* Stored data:
────────────────────

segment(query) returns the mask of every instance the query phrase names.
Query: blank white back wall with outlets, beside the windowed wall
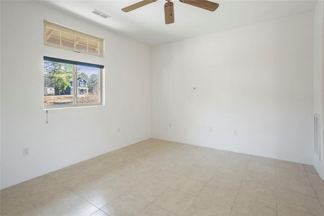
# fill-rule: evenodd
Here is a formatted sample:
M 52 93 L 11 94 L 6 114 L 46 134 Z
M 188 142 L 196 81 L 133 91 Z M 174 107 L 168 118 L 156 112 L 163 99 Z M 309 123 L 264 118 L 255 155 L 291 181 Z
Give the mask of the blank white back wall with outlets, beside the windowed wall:
M 153 47 L 153 138 L 313 164 L 312 46 L 307 12 Z

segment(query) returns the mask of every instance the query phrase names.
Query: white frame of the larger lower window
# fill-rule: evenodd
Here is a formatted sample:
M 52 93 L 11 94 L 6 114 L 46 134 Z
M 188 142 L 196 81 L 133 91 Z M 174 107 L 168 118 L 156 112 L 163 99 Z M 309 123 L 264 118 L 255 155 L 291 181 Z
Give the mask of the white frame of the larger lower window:
M 76 107 L 92 107 L 92 106 L 103 106 L 103 88 L 102 88 L 102 77 L 103 77 L 103 70 L 104 66 L 103 65 L 97 65 L 97 64 L 91 64 L 91 63 L 85 63 L 85 62 L 77 62 L 77 61 L 71 61 L 71 60 L 65 60 L 65 59 L 58 59 L 58 58 L 52 58 L 52 57 L 47 57 L 44 56 L 43 58 L 43 65 L 45 61 L 52 61 L 52 62 L 59 62 L 59 63 L 64 63 L 64 64 L 71 64 L 73 65 L 73 80 L 72 80 L 72 88 L 73 92 L 71 92 L 72 95 L 72 104 L 66 104 L 66 105 L 45 105 L 44 104 L 44 97 L 45 95 L 43 94 L 43 109 L 44 110 L 51 110 L 51 109 L 62 109 L 62 108 L 76 108 Z M 78 90 L 78 85 L 77 85 L 77 66 L 88 66 L 88 67 L 94 67 L 98 68 L 98 103 L 77 103 L 77 90 Z M 44 69 L 43 69 L 43 83 L 44 83 Z M 75 85 L 76 83 L 76 85 Z M 44 85 L 44 84 L 43 84 Z M 76 88 L 74 88 L 76 86 Z M 70 87 L 70 81 L 69 85 Z M 43 89 L 45 86 L 43 87 Z M 55 90 L 54 90 L 55 92 Z

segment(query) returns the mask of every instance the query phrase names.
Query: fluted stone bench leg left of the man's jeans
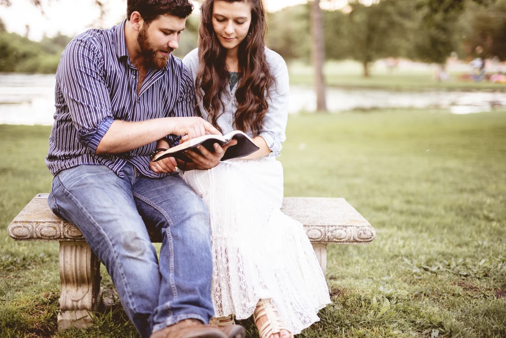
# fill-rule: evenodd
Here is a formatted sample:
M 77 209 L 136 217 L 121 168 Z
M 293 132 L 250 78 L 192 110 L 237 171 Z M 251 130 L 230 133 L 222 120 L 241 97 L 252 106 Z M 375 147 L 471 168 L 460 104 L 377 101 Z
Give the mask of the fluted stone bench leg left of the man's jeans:
M 60 241 L 61 297 L 58 330 L 93 324 L 102 294 L 100 262 L 85 241 Z

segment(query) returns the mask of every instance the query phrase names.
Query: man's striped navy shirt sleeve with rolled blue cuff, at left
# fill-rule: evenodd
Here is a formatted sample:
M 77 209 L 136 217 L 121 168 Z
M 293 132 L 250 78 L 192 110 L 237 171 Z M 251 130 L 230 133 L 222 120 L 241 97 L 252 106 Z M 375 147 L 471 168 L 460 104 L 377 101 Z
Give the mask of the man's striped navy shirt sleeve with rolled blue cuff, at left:
M 92 44 L 75 40 L 62 54 L 58 67 L 58 80 L 77 141 L 95 153 L 114 121 L 103 57 Z

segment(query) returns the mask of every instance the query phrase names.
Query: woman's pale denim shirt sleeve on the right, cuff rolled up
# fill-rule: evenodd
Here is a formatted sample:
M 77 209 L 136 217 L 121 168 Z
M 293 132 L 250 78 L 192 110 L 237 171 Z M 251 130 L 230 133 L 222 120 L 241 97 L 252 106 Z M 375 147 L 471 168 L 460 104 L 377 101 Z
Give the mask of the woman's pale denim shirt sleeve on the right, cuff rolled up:
M 288 68 L 284 60 L 279 60 L 272 66 L 275 79 L 274 86 L 269 90 L 269 110 L 264 116 L 260 136 L 264 138 L 271 153 L 269 156 L 278 157 L 281 151 L 281 143 L 286 140 L 285 130 L 288 120 Z

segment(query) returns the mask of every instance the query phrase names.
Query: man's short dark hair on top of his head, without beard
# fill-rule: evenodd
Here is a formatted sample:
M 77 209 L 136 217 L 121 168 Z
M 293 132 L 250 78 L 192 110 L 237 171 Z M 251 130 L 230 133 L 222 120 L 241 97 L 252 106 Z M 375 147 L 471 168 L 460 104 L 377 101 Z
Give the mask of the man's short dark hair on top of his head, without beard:
M 139 12 L 147 24 L 160 15 L 173 15 L 181 19 L 187 18 L 193 11 L 189 0 L 128 0 L 126 2 L 126 19 L 132 13 Z

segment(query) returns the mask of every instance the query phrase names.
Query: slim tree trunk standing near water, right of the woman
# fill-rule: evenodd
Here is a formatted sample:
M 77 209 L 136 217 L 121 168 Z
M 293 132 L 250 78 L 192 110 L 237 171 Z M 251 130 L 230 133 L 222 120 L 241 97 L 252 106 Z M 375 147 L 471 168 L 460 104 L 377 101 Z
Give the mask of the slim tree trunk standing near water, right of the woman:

────────────────────

* Your instructions:
Send back the data above word for word, with the pictures left out.

* Answer:
segment(query) returns the mask of every instance the query phrase names.
Query: blank white back wall with outlets, beside the windowed wall
# fill-rule: evenodd
Here is a formatted sample:
M 52 93 L 11 94 L 6 114 L 46 134 Z
M 188 142 L 196 81 L 133 91 Z M 174 107 L 168 118 L 156 112 L 163 99 Z M 309 123 L 264 118 L 255 155 L 291 181 Z
Give the mask of the blank white back wall with outlets, beside the windowed wall:
M 153 47 L 153 138 L 313 164 L 312 46 L 307 12 Z

segment(query) returns the mask of every instance the query phrase names.
Query: white frame of the larger lower window
# fill-rule: evenodd
Here is a formatted sample:
M 52 93 L 11 94 L 6 114 L 46 134 Z
M 188 142 L 196 81 L 133 91 Z M 174 107 L 168 118 L 156 112 L 163 99 Z M 309 123 L 264 118 L 255 155 L 291 181 Z
Give the mask of the white frame of the larger lower window:
M 76 107 L 92 107 L 92 106 L 103 106 L 103 88 L 102 88 L 102 77 L 103 77 L 103 70 L 104 66 L 103 65 L 97 65 L 97 64 L 91 64 L 91 63 L 85 63 L 85 62 L 77 62 L 77 61 L 71 61 L 71 60 L 65 60 L 65 59 L 58 59 L 58 58 L 52 58 L 52 57 L 47 57 L 44 56 L 43 58 L 43 65 L 45 61 L 52 61 L 52 62 L 59 62 L 59 63 L 64 63 L 64 64 L 71 64 L 73 65 L 73 80 L 72 80 L 72 88 L 73 92 L 71 92 L 72 95 L 72 104 L 66 104 L 66 105 L 45 105 L 44 104 L 44 97 L 45 95 L 43 94 L 43 109 L 44 110 L 51 110 L 51 109 L 62 109 L 62 108 L 76 108 Z M 78 90 L 78 85 L 77 85 L 77 66 L 88 66 L 88 67 L 94 67 L 98 68 L 98 103 L 77 103 L 77 90 Z M 44 69 L 43 69 L 43 83 L 44 83 Z M 75 85 L 76 83 L 76 85 Z M 44 85 L 44 84 L 43 84 Z M 76 88 L 74 88 L 76 86 Z M 70 87 L 70 81 L 69 85 Z M 43 89 L 45 86 L 43 87 Z M 55 90 L 54 90 L 55 92 Z

segment(query) returns the mask of every instance the query phrase names.
Query: fluted stone bench leg left of the man's jeans
# fill-rule: evenodd
Here is a formatted sample:
M 77 209 L 136 217 L 121 168 Z
M 293 132 L 250 78 L 192 110 L 237 171 Z M 251 130 L 230 133 L 222 120 L 241 97 L 252 106 Z M 375 147 L 471 168 L 460 104 L 377 101 Z
Give the mask of the fluted stone bench leg left of the man's jeans:
M 60 241 L 61 297 L 58 330 L 93 324 L 102 294 L 100 262 L 85 241 Z

segment(query) returns the mask of every instance the query phrase names.
Query: man's striped navy shirt sleeve with rolled blue cuff, at left
# fill-rule: evenodd
Here is a formatted sample:
M 77 209 L 136 217 L 121 168 Z
M 293 132 L 250 78 L 192 110 L 237 171 Z M 251 130 L 230 133 L 222 120 L 241 97 L 252 106 Z M 375 147 L 471 168 L 460 104 L 377 101 Z
Give the mask of the man's striped navy shirt sleeve with rolled blue cuff, at left:
M 92 44 L 75 40 L 62 54 L 58 67 L 58 80 L 77 141 L 95 153 L 114 121 L 103 57 Z

segment(query) returns the mask of every instance the query phrase names.
Query: woman's pale denim shirt sleeve on the right, cuff rolled up
# fill-rule: evenodd
Here is a formatted sample:
M 77 209 L 136 217 L 121 168 Z
M 293 132 L 250 78 L 192 110 L 237 171 Z M 251 130 L 230 133 L 222 120 L 241 97 L 252 106 Z M 375 147 L 471 168 L 460 104 L 377 101 Z
Give the mask of the woman's pale denim shirt sleeve on the right, cuff rolled up:
M 288 68 L 284 60 L 279 60 L 272 66 L 275 79 L 274 86 L 269 90 L 269 110 L 264 116 L 260 136 L 264 138 L 271 153 L 269 156 L 278 157 L 281 151 L 281 143 L 286 140 L 285 130 L 288 120 Z

segment(query) returns the mask of every instance the query phrase names.
Query: man's short dark hair on top of his head, without beard
# fill-rule: evenodd
Here is a formatted sample:
M 77 209 L 136 217 L 121 168 Z
M 293 132 L 250 78 L 192 110 L 237 171 Z M 251 130 L 230 133 L 222 120 L 241 97 L 252 106 Z M 375 147 L 471 168 L 460 104 L 377 101 Z
Give the mask of the man's short dark hair on top of his head, without beard:
M 139 12 L 147 24 L 160 15 L 173 15 L 181 19 L 187 18 L 193 11 L 189 0 L 128 0 L 126 2 L 126 19 L 132 13 Z

segment(query) returns the mask of every instance the query phrase names.
Query: slim tree trunk standing near water, right of the woman
# fill-rule: evenodd
Here is a formatted sample:
M 77 209 L 136 217 L 121 168 Z
M 293 132 L 250 78 L 192 110 L 237 171 Z M 251 130 L 230 133 L 222 120 L 241 97 L 252 106 Z M 375 147 L 471 168 L 460 104 L 377 101 Z
Give the mask of the slim tree trunk standing near water, right of the woman:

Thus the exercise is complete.